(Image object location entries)
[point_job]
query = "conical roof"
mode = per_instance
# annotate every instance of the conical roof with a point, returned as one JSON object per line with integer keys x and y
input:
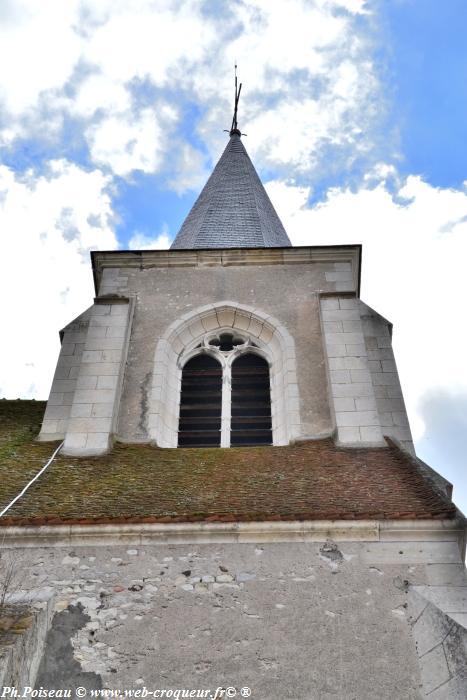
{"x": 233, "y": 209}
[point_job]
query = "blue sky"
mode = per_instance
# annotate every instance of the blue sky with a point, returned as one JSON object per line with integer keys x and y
{"x": 112, "y": 117}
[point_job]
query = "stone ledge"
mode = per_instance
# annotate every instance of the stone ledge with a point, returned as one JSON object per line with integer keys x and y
{"x": 255, "y": 532}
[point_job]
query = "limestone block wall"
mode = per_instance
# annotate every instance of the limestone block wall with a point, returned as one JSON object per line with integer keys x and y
{"x": 333, "y": 620}
{"x": 384, "y": 377}
{"x": 94, "y": 409}
{"x": 58, "y": 408}
{"x": 352, "y": 391}
{"x": 168, "y": 285}
{"x": 365, "y": 388}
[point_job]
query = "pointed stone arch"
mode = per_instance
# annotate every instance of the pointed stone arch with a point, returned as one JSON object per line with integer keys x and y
{"x": 184, "y": 338}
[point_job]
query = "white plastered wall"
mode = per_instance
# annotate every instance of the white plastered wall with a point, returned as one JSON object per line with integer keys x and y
{"x": 174, "y": 348}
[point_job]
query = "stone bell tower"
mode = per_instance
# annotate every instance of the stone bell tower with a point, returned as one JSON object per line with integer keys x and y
{"x": 231, "y": 270}
{"x": 233, "y": 403}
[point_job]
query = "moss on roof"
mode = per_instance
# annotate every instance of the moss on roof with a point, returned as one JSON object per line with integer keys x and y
{"x": 142, "y": 483}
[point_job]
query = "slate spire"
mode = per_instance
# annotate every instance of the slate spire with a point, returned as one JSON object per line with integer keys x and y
{"x": 233, "y": 209}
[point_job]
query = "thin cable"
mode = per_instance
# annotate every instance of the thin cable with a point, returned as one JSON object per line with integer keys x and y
{"x": 32, "y": 480}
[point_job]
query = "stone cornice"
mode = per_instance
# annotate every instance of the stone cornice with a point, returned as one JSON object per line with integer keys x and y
{"x": 384, "y": 531}
{"x": 225, "y": 257}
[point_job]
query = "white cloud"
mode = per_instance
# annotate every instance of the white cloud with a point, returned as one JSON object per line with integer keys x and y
{"x": 49, "y": 224}
{"x": 126, "y": 142}
{"x": 90, "y": 60}
{"x": 414, "y": 248}
{"x": 142, "y": 241}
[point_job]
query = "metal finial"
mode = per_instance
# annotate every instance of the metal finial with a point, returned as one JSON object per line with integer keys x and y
{"x": 234, "y": 128}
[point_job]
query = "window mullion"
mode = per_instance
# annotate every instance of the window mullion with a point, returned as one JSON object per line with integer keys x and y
{"x": 226, "y": 406}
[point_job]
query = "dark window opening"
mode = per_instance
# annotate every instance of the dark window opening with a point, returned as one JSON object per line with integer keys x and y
{"x": 226, "y": 342}
{"x": 251, "y": 402}
{"x": 200, "y": 403}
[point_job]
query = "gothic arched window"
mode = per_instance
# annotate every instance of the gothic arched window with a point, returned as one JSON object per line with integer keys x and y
{"x": 251, "y": 402}
{"x": 225, "y": 395}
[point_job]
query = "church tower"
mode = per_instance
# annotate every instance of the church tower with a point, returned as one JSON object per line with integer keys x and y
{"x": 238, "y": 469}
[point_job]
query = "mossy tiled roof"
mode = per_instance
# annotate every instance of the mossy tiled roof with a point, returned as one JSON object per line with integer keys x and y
{"x": 141, "y": 483}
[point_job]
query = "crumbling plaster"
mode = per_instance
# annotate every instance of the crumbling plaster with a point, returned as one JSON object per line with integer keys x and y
{"x": 289, "y": 620}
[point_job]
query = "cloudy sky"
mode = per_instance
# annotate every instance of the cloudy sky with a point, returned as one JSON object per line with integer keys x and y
{"x": 111, "y": 118}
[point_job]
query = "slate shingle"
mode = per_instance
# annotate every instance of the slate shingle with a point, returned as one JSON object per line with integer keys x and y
{"x": 233, "y": 209}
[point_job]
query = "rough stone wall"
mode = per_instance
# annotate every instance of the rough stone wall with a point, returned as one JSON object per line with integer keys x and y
{"x": 288, "y": 620}
{"x": 58, "y": 409}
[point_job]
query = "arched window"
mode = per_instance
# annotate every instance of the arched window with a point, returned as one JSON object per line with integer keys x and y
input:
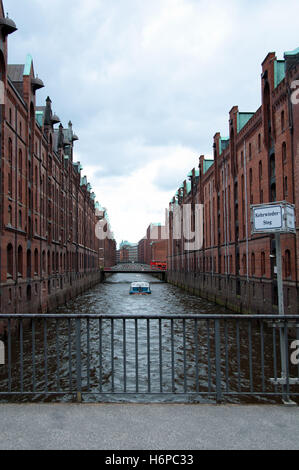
{"x": 287, "y": 261}
{"x": 285, "y": 187}
{"x": 282, "y": 121}
{"x": 244, "y": 264}
{"x": 28, "y": 263}
{"x": 9, "y": 260}
{"x": 10, "y": 151}
{"x": 272, "y": 166}
{"x": 252, "y": 264}
{"x": 20, "y": 161}
{"x": 49, "y": 262}
{"x": 263, "y": 263}
{"x": 259, "y": 143}
{"x": 36, "y": 262}
{"x": 20, "y": 261}
{"x": 9, "y": 215}
{"x": 250, "y": 186}
{"x": 284, "y": 152}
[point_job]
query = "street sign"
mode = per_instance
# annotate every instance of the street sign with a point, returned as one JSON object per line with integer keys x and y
{"x": 273, "y": 217}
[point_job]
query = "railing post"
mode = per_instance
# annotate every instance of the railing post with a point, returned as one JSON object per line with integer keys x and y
{"x": 78, "y": 359}
{"x": 218, "y": 362}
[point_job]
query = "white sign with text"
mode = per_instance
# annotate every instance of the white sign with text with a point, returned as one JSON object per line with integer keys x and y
{"x": 276, "y": 217}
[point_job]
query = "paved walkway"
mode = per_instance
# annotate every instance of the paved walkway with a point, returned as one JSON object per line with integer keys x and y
{"x": 148, "y": 427}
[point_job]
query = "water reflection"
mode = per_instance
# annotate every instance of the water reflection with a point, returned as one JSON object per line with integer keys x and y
{"x": 173, "y": 356}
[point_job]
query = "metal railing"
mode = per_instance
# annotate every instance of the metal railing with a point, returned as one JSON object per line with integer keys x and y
{"x": 151, "y": 357}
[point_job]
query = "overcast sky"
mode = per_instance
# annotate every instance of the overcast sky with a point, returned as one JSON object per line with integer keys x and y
{"x": 147, "y": 84}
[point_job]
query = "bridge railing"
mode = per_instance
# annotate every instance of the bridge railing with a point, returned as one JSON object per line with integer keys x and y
{"x": 150, "y": 357}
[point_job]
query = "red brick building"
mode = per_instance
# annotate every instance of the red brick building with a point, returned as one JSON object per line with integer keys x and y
{"x": 257, "y": 163}
{"x": 154, "y": 245}
{"x": 48, "y": 248}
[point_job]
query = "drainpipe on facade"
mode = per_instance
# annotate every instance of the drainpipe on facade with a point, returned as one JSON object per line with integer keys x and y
{"x": 246, "y": 212}
{"x": 227, "y": 219}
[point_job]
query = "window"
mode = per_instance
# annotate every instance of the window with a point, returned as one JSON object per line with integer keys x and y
{"x": 9, "y": 215}
{"x": 263, "y": 263}
{"x": 20, "y": 261}
{"x": 10, "y": 182}
{"x": 28, "y": 263}
{"x": 250, "y": 186}
{"x": 244, "y": 264}
{"x": 20, "y": 161}
{"x": 282, "y": 121}
{"x": 252, "y": 264}
{"x": 259, "y": 143}
{"x": 20, "y": 190}
{"x": 284, "y": 152}
{"x": 10, "y": 151}
{"x": 287, "y": 261}
{"x": 285, "y": 187}
{"x": 36, "y": 261}
{"x": 9, "y": 260}
{"x": 272, "y": 166}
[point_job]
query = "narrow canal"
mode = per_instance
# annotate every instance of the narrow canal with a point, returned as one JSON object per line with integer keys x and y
{"x": 179, "y": 359}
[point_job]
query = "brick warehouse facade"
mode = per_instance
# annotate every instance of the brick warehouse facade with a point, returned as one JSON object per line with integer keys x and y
{"x": 48, "y": 248}
{"x": 257, "y": 163}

### Exercise
Repeat the listing above exactly, with no pictures.

### The reply
[point_job]
query = "conical roof"
mode = per_instance
# annotate every instance of the conical roof with a point, returned as one JSON object per line with integer keys x and y
input:
{"x": 233, "y": 209}
[point_job]
query = "blue sky"
mode = per_instance
# annotate every instance of the blue sky with a point, returned as one JSON object per line with integer keys x and y
{"x": 112, "y": 117}
[point_job]
query = "stone ledge"
mode = per_instance
# annotate every instance of the stone ledge with a point, returned as one JSON object per line with integer keys x and y
{"x": 255, "y": 532}
[point_job]
query = "limestone block wall"
mode = per_instance
# annotate every instance of the limestone block wall with a point, returned as one JSON object per line with integer keys x and y
{"x": 333, "y": 620}
{"x": 384, "y": 377}
{"x": 94, "y": 409}
{"x": 58, "y": 408}
{"x": 352, "y": 391}
{"x": 168, "y": 285}
{"x": 365, "y": 388}
[point_job]
query = "pointed stone arch"
mode = per_instance
# annotate every instance of the pointed stone arch with a point, returned as one JSON object per line with integer keys x and y
{"x": 184, "y": 338}
[point_job]
query = "white plastered wall"
mode = per_instance
# annotate every instance of the white plastered wall with a point, returned as one JSON object per line with integer keys x and y
{"x": 174, "y": 348}
[point_job]
query = "stone bell tower"
mode = per_instance
# annotate every instance of the stone bell tower with a point, returned as one JSON object per line with integer keys x and y
{"x": 231, "y": 270}
{"x": 233, "y": 403}
[point_job]
query = "moss on roof"
mode = per_instance
# annotate every instance of the moss on roof with a point, returned as one JSON object per line with integer keys x and y
{"x": 142, "y": 483}
[point_job]
query = "slate spire"
mode = per_instance
# annotate every instance of the slate spire with a point, returned as one JSON object per line with integer keys x and y
{"x": 233, "y": 209}
[point_job]
query = "thin cable"
mode = per_instance
# annotate every instance of the thin cable with a point, returned as one JSON object per line with integer keys x and y
{"x": 32, "y": 480}
[point_job]
query = "stone cornice"
mode = per_instance
# annotate every instance of the stone cornice with a point, returned as one JSON object per line with integer keys x and y
{"x": 384, "y": 531}
{"x": 225, "y": 257}
[point_job]
query = "white cloud"
mode = per_instance
# annotate every instance of the white cloud with a point, returned as one JSON object per line with integer keys x and y
{"x": 49, "y": 224}
{"x": 126, "y": 142}
{"x": 90, "y": 60}
{"x": 414, "y": 248}
{"x": 142, "y": 241}
[point_job]
query = "metal finial"
mode = per_instance
# annotate every instance of the metal finial with a point, returned as one JSON object per line with integer keys x and y
{"x": 234, "y": 128}
[point_job]
query = "window mullion"
mode = per_instance
# annotate every instance of the window mullion with a point, returned as one JSON object per line with integer keys x and y
{"x": 226, "y": 406}
[point_job]
query = "dark window opening"
mode = per_instance
# annotate every instance of the dark window opening with a point, returned as one JSON object per line with integer keys x and y
{"x": 226, "y": 342}
{"x": 251, "y": 402}
{"x": 200, "y": 403}
[point_job]
query = "gothic arched window"
mode = per_instance
# annotate every instance of the gothic arched window with a point, returned as one JSON object per line with integer keys x and y
{"x": 251, "y": 402}
{"x": 225, "y": 395}
[point_job]
query = "church tower"
mode = per_instance
# annotate every instance of the church tower with a point, returned as one JSON object per line with integer keys x and y
{"x": 238, "y": 469}
[point_job]
query = "mossy tiled roof"
mode = per_instance
# annotate every instance of the mossy tiled roof with a point, returned as one JSON object per line with integer keys x and y
{"x": 141, "y": 483}
[point_job]
query = "crumbling plaster"
mode = per_instance
# annotate every instance of the crumbling plaster with a point, returned as one JSON object per line with integer keys x and y
{"x": 289, "y": 620}
[point_job]
query = "cloudy sky"
mode = per_instance
# annotate every instance of the cloudy sky with a point, returned as one JSON object per line with integer keys x and y
{"x": 111, "y": 118}
[point_job]
query = "slate shingle"
mode = per_instance
# annotate every instance of the slate shingle with a point, returned as one JSON object per line with integer keys x and y
{"x": 233, "y": 209}
[point_job]
query = "rough stone wall"
mode = per_instance
# annotate every instance of the rough stone wall with a point, returned as one JSON object per line with integer keys x and y
{"x": 288, "y": 620}
{"x": 58, "y": 409}
[point_job]
query = "arched window"
mode = per_instance
# annotate every instance of the arched window with a point, returned as one JSON object per line with integer keys x and y
input:
{"x": 287, "y": 261}
{"x": 285, "y": 187}
{"x": 282, "y": 121}
{"x": 244, "y": 264}
{"x": 28, "y": 263}
{"x": 9, "y": 260}
{"x": 10, "y": 151}
{"x": 272, "y": 166}
{"x": 252, "y": 264}
{"x": 20, "y": 161}
{"x": 49, "y": 262}
{"x": 263, "y": 263}
{"x": 259, "y": 143}
{"x": 36, "y": 262}
{"x": 20, "y": 261}
{"x": 9, "y": 215}
{"x": 250, "y": 186}
{"x": 284, "y": 152}
[point_job]
query = "street sign"
mode = per_instance
# annotate every instance of the street sign with a point, returned as one JSON object per line with integer keys x and y
{"x": 273, "y": 217}
[point_job]
query = "railing post"
mode = per_instance
# annotate every instance of the railing post with a point, returned as one JSON object per line with integer keys x and y
{"x": 78, "y": 359}
{"x": 218, "y": 362}
[point_job]
query = "white sign with text"
mode = per_instance
# annotate every instance of the white sign with text with a point, returned as one JSON object per line with integer keys x and y
{"x": 276, "y": 217}
[point_job]
query = "paved walkway"
mode = per_instance
# annotate every instance of the paved walkway with a point, returned as one JSON object per line with integer keys x and y
{"x": 148, "y": 427}
[point_job]
query = "water reflection"
mode = per_instance
# annotate every instance of the water reflection with a point, returned as one JSON object per line with integer keys x and y
{"x": 173, "y": 356}
[point_job]
query = "metal railing"
mode = per_instance
# annotate every instance of the metal railing with a point, returned as one JSON object per line with integer keys x and y
{"x": 151, "y": 357}
[point_job]
query = "overcast sky"
mode = per_instance
# annotate every instance of the overcast sky with a point, returned as one JSON object per line with integer keys x and y
{"x": 147, "y": 84}
[point_job]
query = "bridge railing"
mode = per_instance
# annotate every instance of the bridge railing with a point, returned as one JSON object per line with integer keys x and y
{"x": 150, "y": 357}
[point_job]
query = "red brick building"
mode = per_instance
# annotate every instance of the red brick building with a point, returned as one JSON object per line with integer keys x and y
{"x": 257, "y": 163}
{"x": 154, "y": 245}
{"x": 48, "y": 248}
[point_job]
query = "drainpipe on facade"
mode = per_instance
# annotate every instance of the drainpipe on facade with a point, returned as one JSON object per line with integer keys x and y
{"x": 246, "y": 212}
{"x": 227, "y": 219}
[point_job]
query = "window"
mode = per_instance
# annotate every instance of the window with a point, returned as one JSON object per line with integer keys x and y
{"x": 9, "y": 215}
{"x": 263, "y": 263}
{"x": 20, "y": 261}
{"x": 10, "y": 182}
{"x": 28, "y": 263}
{"x": 250, "y": 186}
{"x": 244, "y": 264}
{"x": 20, "y": 161}
{"x": 282, "y": 121}
{"x": 252, "y": 264}
{"x": 259, "y": 143}
{"x": 20, "y": 190}
{"x": 284, "y": 152}
{"x": 10, "y": 151}
{"x": 287, "y": 261}
{"x": 285, "y": 187}
{"x": 36, "y": 261}
{"x": 9, "y": 260}
{"x": 272, "y": 166}
[point_job]
query = "narrow canal"
mode = per_instance
# annotate every instance of the narrow canal with a point, returned as one JSON object per line with integer keys x and y
{"x": 179, "y": 359}
[point_job]
query = "brick warehouse facade"
mode = per_instance
# annotate every instance of the brick warehouse facade with a point, returned as one JSON object per line with integer keys x and y
{"x": 48, "y": 248}
{"x": 257, "y": 163}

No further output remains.